### Extract
----

Real Estate Heartbreak: Do we break up with our real estate agent?
April 8, 2016 8:48 AM   Subscribe

My partner and I chose an agent we liked and trusted, but several months into the process, we're reevaluating whether we made the right choice. Key issues: neighborhood expertise, pavement-pounding, and more. We feel loyal, yet conflicted.

My partner and I started looking for a house several months ago. We chose from a number of agents and finally went with one who we both trusted-- he'd been recommended by friends and had an expertise in the era of home we're looking for. He seemed to get our budget and goals. We were nervous because a) he is not a full-time agent and has other ventures going and b) he's independent and not with a large brokerage. But we liked him so much personally that we signed a 3-month contract with him to represent us.

We kicked off the search, and it turns out the inventory was ZILCH. My partner and I flyered our target neighborhoods and turned up half a dozen leads that way. We asked everyone we knew. We constantly monitored real estate sites, and our agent happily showed us the homes.

We found two homes we LOVED and put in bids-- our agent advised us on our bids in both cases and we lost in both cases. We were devastated. A third house became a nightmare-- our first bid was rejected, we ended up getting caught up in a frenzy and put in a big much higher than our target budget, then had to withdraw it.

----

### Supplied material
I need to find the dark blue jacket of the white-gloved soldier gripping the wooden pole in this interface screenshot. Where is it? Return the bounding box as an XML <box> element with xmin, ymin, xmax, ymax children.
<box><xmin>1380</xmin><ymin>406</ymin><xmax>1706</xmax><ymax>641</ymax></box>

----

### Task item A
In the post about leaving a real estate agent, reproduce word for word the passage that begins with the words containing "My partner and I chose" and ends with "loyal, yet conflicted.".
### Task item B
Pick up the post about leaving a real estate agent after its last sentence and keep writing it.

### Written answer A
My partner and I chose an agent we liked and trusted, but several months into the process, we're reevaluating whether we made the right choice. Key issues: neighborhood expertise, pavement-pounding, and more. We feel loyal, yet conflicted.

### Written answer B
We both felt exhausted and defeated. We've also heard that in this market, an unprecedented number of homes are changing hands without getting listed-- through word of mouth, pocket listings, etc. So I've been pounding the pavement to dig up other homes, posting on neighborhood forums, asking friends, etc. I've turned up a handful of potential homes this way and we're seeing some shortly.

We asked our agent if he knew of any "pre-lists" and he doesn't. He also opposes these "pocket listings" (homes where the agent finds a buyer for the seller) on ethical grounds because he thinks they don't result in the best deals. But this seems to be the way things are going in our market.

This is all very difficult. We really like him, and he is working hard for us in terms of being always ready to show us the homes we request, offer his advice on remodels and value, etc.

On the other hand, I feel like I'm doing all the work to find our homes. I was hoping our agent would be the one to dig up homes for us, but that hasn't happened. He doesn't have agents he works with, so he doesn't have access to inside information about homes about to go on the market. In the end, I may find the home, but he'll get commission. Also, his expertise is in neighborhoods outside of our target. And the fact that he isn't doing this full-time makes me think that is perhaps why he didn't advise us correctly on the two homes we lost.

On the third (!) hand, the market is really tough right now, and maybe even with the best, savviest, neighborhood-expert, full-time agent we'd still be having a hard time. And his expertise has definitely helped us understand homes and what we're looking for.

The other agents we interviewed were part of large brokerages with access to networking and pre-lists, and also had more expertise in our neighborhood. In this tough market, those details might count.

Our contract is up in a few weeks. Our agent has definitely put in a ton of work showing us and advising us-- and we really, really like him. But it hasn't yielded any results. Do we stick with our kind, sweet, thoughtful agent who has shown us 15 or 20 houses? Or do we cut bait and go with someone else?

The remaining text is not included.